## START INPUT FOR THIS TASK

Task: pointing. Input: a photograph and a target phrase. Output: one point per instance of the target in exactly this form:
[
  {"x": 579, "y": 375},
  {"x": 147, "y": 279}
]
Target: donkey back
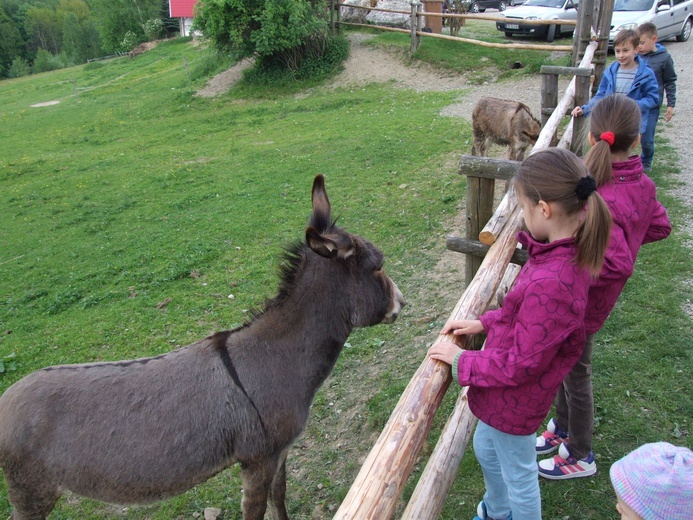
[{"x": 137, "y": 431}]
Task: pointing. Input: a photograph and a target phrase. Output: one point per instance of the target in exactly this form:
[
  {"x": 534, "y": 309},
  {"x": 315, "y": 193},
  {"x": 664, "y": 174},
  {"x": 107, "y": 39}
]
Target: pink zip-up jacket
[
  {"x": 638, "y": 218},
  {"x": 532, "y": 341}
]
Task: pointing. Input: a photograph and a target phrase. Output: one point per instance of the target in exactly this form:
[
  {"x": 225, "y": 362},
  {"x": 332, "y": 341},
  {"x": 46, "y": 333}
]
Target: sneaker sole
[
  {"x": 546, "y": 451},
  {"x": 566, "y": 476}
]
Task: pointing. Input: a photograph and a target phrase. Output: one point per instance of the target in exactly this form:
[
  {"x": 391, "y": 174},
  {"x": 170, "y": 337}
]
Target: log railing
[{"x": 379, "y": 483}]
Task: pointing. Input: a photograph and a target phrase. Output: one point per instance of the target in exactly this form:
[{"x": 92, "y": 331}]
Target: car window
[
  {"x": 545, "y": 3},
  {"x": 633, "y": 5}
]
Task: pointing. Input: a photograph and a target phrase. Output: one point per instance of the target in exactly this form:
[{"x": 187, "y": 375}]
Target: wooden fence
[
  {"x": 417, "y": 15},
  {"x": 379, "y": 484}
]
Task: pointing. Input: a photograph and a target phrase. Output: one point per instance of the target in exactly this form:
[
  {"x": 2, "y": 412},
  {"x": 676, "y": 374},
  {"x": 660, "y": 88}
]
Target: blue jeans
[
  {"x": 509, "y": 464},
  {"x": 647, "y": 138}
]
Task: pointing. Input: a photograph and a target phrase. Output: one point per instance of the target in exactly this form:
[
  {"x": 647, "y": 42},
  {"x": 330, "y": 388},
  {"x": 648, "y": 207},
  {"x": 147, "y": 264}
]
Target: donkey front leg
[
  {"x": 260, "y": 479},
  {"x": 31, "y": 500},
  {"x": 277, "y": 498}
]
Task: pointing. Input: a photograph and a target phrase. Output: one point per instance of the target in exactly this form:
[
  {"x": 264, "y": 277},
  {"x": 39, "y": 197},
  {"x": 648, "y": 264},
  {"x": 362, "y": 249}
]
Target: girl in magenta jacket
[
  {"x": 534, "y": 340},
  {"x": 638, "y": 218}
]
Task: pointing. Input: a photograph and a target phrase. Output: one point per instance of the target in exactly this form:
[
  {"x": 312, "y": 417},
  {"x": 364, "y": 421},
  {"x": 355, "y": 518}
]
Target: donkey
[
  {"x": 503, "y": 122},
  {"x": 133, "y": 432}
]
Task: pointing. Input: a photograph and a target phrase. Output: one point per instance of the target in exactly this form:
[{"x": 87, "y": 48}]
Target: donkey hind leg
[
  {"x": 277, "y": 497},
  {"x": 258, "y": 478},
  {"x": 31, "y": 502}
]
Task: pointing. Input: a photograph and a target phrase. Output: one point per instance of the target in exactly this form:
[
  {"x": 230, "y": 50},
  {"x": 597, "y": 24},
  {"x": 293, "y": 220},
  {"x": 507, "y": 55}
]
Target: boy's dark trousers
[
  {"x": 647, "y": 138},
  {"x": 575, "y": 404}
]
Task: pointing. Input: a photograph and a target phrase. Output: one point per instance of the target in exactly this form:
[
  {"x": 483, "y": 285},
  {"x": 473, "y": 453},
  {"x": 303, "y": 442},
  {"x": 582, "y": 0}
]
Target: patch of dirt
[
  {"x": 45, "y": 103},
  {"x": 222, "y": 82}
]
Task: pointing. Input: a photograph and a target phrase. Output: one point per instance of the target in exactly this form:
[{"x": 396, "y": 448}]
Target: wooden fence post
[
  {"x": 606, "y": 10},
  {"x": 440, "y": 471},
  {"x": 583, "y": 30},
  {"x": 413, "y": 25}
]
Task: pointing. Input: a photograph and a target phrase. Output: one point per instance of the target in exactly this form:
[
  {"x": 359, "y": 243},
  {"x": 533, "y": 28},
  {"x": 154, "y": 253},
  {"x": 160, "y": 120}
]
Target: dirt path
[{"x": 371, "y": 65}]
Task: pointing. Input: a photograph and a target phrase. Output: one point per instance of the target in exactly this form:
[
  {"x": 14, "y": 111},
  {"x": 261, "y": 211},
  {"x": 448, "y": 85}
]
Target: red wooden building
[{"x": 184, "y": 11}]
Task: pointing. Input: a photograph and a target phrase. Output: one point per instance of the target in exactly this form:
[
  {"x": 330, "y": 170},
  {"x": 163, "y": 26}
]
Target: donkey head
[{"x": 358, "y": 266}]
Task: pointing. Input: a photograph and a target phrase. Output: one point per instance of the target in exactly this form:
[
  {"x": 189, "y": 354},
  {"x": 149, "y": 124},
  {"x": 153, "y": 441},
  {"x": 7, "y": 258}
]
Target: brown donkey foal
[{"x": 132, "y": 432}]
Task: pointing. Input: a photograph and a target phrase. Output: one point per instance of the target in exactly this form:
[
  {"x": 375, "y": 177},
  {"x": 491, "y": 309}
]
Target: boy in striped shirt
[{"x": 628, "y": 75}]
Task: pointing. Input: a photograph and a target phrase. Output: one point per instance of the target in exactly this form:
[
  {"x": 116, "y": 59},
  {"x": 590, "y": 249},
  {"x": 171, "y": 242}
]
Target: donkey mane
[{"x": 293, "y": 257}]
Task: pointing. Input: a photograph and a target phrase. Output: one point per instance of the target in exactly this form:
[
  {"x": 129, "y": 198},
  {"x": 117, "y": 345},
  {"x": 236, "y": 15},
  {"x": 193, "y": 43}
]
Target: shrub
[
  {"x": 19, "y": 68},
  {"x": 130, "y": 41},
  {"x": 153, "y": 28},
  {"x": 45, "y": 62}
]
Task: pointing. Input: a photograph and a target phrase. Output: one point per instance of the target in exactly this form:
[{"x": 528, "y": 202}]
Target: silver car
[
  {"x": 673, "y": 18},
  {"x": 539, "y": 10}
]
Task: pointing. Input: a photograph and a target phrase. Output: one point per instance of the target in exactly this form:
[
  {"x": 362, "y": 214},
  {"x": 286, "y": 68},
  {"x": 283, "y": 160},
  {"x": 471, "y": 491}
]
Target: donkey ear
[
  {"x": 329, "y": 245},
  {"x": 321, "y": 205}
]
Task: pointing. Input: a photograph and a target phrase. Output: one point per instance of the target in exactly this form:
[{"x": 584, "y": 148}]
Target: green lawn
[{"x": 130, "y": 213}]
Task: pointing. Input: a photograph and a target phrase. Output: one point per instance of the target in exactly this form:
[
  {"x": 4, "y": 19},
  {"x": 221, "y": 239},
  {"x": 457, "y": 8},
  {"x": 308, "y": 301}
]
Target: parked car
[
  {"x": 673, "y": 18},
  {"x": 540, "y": 10},
  {"x": 479, "y": 6}
]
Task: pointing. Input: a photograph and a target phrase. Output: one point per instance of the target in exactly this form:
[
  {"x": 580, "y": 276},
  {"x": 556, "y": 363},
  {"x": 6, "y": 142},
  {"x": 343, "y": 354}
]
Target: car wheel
[{"x": 685, "y": 32}]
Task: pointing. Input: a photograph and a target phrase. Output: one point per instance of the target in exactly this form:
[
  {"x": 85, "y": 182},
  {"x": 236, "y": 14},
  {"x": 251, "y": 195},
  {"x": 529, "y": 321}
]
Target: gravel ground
[{"x": 370, "y": 65}]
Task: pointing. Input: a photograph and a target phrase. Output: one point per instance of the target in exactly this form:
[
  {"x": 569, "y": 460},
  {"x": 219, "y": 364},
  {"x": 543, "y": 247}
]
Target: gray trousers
[{"x": 575, "y": 404}]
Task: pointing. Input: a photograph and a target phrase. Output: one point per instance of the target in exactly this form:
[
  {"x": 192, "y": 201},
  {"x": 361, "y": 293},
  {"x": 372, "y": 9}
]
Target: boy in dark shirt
[{"x": 655, "y": 56}]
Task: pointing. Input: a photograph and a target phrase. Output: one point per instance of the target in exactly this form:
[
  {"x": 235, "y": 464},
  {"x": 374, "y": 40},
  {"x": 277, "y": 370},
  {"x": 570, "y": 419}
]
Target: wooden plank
[
  {"x": 476, "y": 248},
  {"x": 440, "y": 471},
  {"x": 570, "y": 71},
  {"x": 429, "y": 495},
  {"x": 487, "y": 167},
  {"x": 377, "y": 487}
]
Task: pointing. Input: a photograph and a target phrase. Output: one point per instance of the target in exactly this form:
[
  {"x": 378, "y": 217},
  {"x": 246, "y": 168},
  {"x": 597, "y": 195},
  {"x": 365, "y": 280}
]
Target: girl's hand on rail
[{"x": 462, "y": 327}]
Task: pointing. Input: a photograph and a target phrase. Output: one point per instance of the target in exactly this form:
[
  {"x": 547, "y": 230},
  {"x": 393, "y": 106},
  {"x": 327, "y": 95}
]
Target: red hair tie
[{"x": 609, "y": 137}]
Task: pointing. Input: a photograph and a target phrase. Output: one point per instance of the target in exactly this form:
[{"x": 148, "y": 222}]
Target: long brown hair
[
  {"x": 557, "y": 175},
  {"x": 621, "y": 116}
]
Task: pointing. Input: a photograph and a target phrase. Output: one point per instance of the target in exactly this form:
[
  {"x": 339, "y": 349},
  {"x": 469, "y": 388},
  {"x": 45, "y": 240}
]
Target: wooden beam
[
  {"x": 374, "y": 493},
  {"x": 476, "y": 248},
  {"x": 440, "y": 471},
  {"x": 570, "y": 71},
  {"x": 429, "y": 496},
  {"x": 487, "y": 167},
  {"x": 492, "y": 228}
]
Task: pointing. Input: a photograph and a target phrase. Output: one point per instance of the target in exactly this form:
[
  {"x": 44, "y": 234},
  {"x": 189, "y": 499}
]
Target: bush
[
  {"x": 45, "y": 62},
  {"x": 153, "y": 28},
  {"x": 316, "y": 60},
  {"x": 130, "y": 41},
  {"x": 19, "y": 68}
]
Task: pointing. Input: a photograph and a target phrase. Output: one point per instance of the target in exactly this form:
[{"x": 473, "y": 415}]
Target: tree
[
  {"x": 11, "y": 42},
  {"x": 269, "y": 29},
  {"x": 44, "y": 29},
  {"x": 116, "y": 18}
]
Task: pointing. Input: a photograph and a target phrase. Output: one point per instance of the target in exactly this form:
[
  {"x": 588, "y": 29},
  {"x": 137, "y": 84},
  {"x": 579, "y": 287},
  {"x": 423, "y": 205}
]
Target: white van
[{"x": 673, "y": 18}]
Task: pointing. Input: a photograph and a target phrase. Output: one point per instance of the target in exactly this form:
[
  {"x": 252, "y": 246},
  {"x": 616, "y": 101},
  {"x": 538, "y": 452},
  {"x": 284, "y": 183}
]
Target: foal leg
[
  {"x": 257, "y": 479},
  {"x": 31, "y": 502},
  {"x": 277, "y": 498}
]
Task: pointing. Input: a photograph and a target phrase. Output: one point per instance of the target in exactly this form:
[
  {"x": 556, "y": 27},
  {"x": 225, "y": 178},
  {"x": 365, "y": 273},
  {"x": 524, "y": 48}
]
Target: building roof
[{"x": 181, "y": 8}]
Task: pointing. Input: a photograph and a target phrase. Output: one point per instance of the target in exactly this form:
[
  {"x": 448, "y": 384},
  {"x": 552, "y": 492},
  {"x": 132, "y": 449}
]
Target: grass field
[{"x": 131, "y": 212}]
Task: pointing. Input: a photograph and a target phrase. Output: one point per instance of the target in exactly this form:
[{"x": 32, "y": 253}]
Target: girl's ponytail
[
  {"x": 593, "y": 233},
  {"x": 615, "y": 125}
]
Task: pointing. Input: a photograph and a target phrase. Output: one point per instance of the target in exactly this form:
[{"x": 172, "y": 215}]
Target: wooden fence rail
[
  {"x": 418, "y": 15},
  {"x": 378, "y": 485}
]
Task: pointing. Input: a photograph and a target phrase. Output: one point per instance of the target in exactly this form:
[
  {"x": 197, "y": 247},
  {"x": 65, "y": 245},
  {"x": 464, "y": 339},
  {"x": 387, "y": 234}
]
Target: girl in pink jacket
[
  {"x": 638, "y": 219},
  {"x": 537, "y": 336}
]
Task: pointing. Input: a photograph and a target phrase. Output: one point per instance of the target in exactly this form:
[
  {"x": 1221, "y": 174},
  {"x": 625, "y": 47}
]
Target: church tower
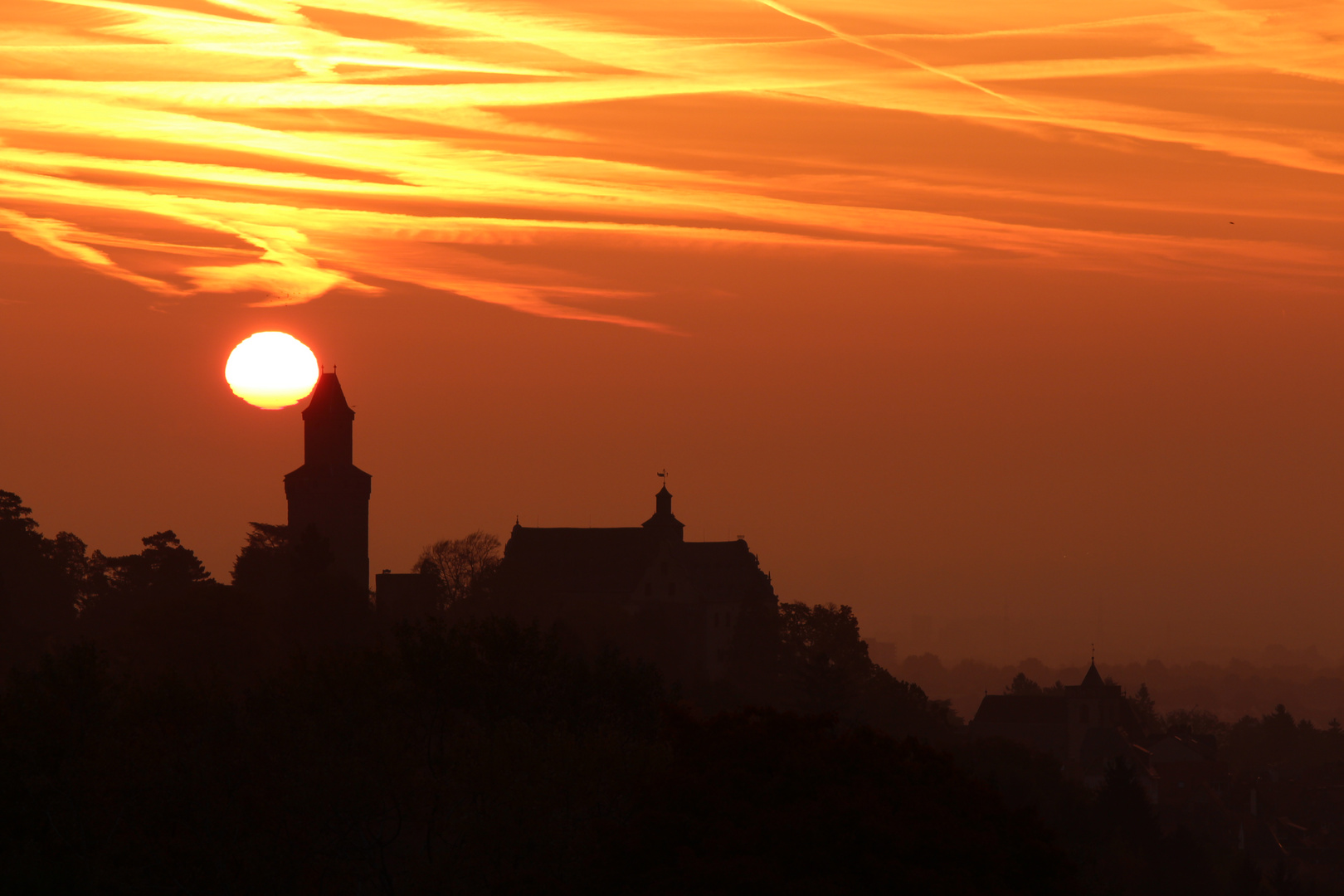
[{"x": 329, "y": 492}]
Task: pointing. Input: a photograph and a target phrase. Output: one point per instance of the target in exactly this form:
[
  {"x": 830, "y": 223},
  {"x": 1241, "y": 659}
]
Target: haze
[{"x": 1014, "y": 327}]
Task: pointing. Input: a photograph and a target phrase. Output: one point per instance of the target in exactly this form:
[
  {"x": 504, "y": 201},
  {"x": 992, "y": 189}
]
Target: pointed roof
[
  {"x": 1093, "y": 677},
  {"x": 329, "y": 399},
  {"x": 663, "y": 520}
]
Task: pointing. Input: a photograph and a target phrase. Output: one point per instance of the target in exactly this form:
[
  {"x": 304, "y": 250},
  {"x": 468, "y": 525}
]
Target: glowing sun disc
[{"x": 272, "y": 370}]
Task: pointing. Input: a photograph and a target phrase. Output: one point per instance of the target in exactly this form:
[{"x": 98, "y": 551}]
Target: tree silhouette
[{"x": 460, "y": 567}]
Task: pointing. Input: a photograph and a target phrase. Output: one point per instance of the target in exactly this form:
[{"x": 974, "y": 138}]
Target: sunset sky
[{"x": 1023, "y": 317}]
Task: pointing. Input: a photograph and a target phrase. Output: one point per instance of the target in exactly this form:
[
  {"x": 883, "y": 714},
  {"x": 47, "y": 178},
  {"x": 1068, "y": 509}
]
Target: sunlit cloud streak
[{"x": 283, "y": 151}]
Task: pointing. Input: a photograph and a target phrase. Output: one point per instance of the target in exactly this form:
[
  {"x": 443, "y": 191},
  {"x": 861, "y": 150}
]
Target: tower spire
[{"x": 329, "y": 494}]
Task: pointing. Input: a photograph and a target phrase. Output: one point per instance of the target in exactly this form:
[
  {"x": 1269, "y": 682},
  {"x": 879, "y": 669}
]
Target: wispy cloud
[{"x": 283, "y": 151}]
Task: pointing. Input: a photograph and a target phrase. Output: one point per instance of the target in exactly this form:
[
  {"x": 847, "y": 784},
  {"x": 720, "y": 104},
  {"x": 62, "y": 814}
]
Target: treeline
[
  {"x": 163, "y": 733},
  {"x": 1239, "y": 688}
]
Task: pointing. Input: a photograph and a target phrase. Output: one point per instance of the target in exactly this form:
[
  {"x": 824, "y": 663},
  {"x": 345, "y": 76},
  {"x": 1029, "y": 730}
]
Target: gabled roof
[
  {"x": 723, "y": 570},
  {"x": 1022, "y": 709},
  {"x": 563, "y": 561},
  {"x": 613, "y": 562}
]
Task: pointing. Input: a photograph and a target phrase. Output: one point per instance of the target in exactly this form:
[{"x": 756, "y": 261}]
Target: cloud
[{"x": 332, "y": 144}]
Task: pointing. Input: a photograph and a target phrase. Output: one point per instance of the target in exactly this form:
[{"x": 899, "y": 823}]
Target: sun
[{"x": 272, "y": 370}]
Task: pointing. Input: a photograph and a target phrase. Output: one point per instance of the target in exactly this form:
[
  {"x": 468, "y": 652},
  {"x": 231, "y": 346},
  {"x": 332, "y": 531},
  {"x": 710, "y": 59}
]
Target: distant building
[
  {"x": 1085, "y": 727},
  {"x": 683, "y": 603},
  {"x": 329, "y": 494}
]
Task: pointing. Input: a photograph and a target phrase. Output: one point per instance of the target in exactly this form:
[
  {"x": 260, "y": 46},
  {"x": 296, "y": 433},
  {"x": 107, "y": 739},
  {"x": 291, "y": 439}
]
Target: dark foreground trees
[
  {"x": 477, "y": 759},
  {"x": 273, "y": 738}
]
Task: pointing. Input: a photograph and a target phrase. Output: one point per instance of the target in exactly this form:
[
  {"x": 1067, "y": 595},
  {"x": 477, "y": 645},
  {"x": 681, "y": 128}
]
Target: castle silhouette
[
  {"x": 329, "y": 494},
  {"x": 687, "y": 605}
]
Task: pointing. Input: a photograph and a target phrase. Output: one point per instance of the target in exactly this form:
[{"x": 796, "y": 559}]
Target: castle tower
[
  {"x": 329, "y": 492},
  {"x": 663, "y": 524}
]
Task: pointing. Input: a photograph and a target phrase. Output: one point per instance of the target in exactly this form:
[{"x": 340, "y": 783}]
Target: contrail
[{"x": 859, "y": 42}]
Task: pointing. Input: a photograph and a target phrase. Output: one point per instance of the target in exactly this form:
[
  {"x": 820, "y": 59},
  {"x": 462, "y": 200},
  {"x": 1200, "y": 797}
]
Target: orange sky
[{"x": 941, "y": 305}]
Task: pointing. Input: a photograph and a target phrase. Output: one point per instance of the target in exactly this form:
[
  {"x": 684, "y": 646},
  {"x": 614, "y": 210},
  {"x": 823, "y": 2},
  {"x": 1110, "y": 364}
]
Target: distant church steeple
[
  {"x": 329, "y": 494},
  {"x": 663, "y": 523}
]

## END INPUT FOR THIS TASK

Filter the listing above down to the lines that contain the word "dirt", and copy each of those lines in full.

Target: patch of dirt
Target: dirt path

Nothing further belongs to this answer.